I recently posted about opening range breakout (ORB) trades and illustrated an intraday example. An early presentation of ORB trading was Toby Crabel's book Day Trading With Short Term Price Patterns. It has become a classic text and, indeed, now fetches a handsome price, given that it is out of print. (Rumor has it that the author, a successful hedge fund manager who worked at one time with Victor Niederhoffer, has not pursued additional printings of the text, believing that it gave away too many of his valuable trading ideas).
I've read the book several times myself and do find it valuable. One of its great strengths is that it is an attempt to statistically test the efficacy of price patterns. Instead of merely asserting that a chart formation is bullish or bearish, Crabel actively searches for evidence. In this empirical approach, Crabel's work shows the influence of Niederhoffer.
(As an aside, allow me to mention that the works of many fine authors owe a debt to Niederhoffer, including his recent work with Laurel Kenner, which includes years' worth of financial columns and insights via the Spec List. The quantitative tradition is now very well established in the trading world; it's difficult--especially for younger traders--to recall that there was a time when that was not the case and when the idea of testing one's trading ideas was quite novel. Sadly, that empirical influence remains something of a novelty even to this day in the popular trading literature).
Less well appreciated is that Crabel's book is explicitly founded on the base of Ayn Rand's epistemology. Ayn Rand was a novelist and philosopher who developed a philosophy (Objectivism) that emphasized reason, political and economic freedom, and a heroic view of human potential. Her book Introduction to Objectivist Epistemology is an attempt to explain how the human mind is able to grasp reality. (Epistemology is the philosophy of knowledge). Central to Rand's account is the role of concept formation. "The ability to regard entities as units is man's distinctive method of cognition," Rand wrote (p. 7). This ability opens the door to both mathematical and conceptual reasoning.
Rand defines a concept as "a mental integration of two or more units which are isolated according to a specific characteristic(s) and united by a specific definition" (p. 11). The formation of concepts requires abstraction--isolating certain attributes from others--but also integration: combining concretes into a larger category. When we form the concept of a "trend", we are isolating certain aspects of price and volume and integrating these on the basis of a definition. Through ever-widening efforts at abstraction and integration, we expand our conceptual universe and extend our grasp of the world.
Crabel understood this, beginning with very simple notions of range and then investigating increasingly complex patterns over individual and multiple days. His abstraction of a "Principle of Contraction/Expansion" enabled him to widen his investigations to a variety of narrow and wide range price formations. He systematically investigated patterns of 2 bars, 3 bars, etc., using the chart to aid in the formulation of market concepts.

TASK DETAILS
Please name the philosophy that Ayn Rand developed, according to the post on Crabel's book.

INFORMATION SHOWN

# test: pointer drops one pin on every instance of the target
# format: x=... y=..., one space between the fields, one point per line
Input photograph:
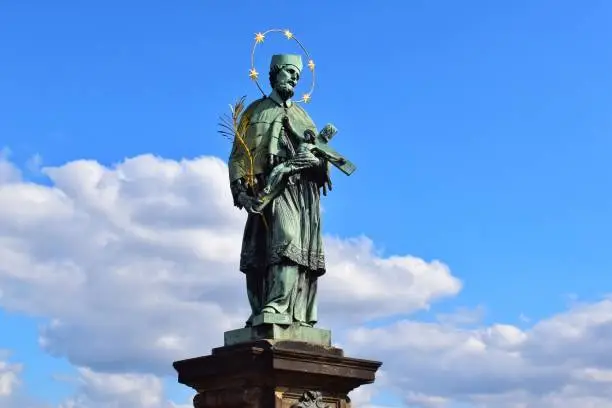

RESPONSE
Objectivism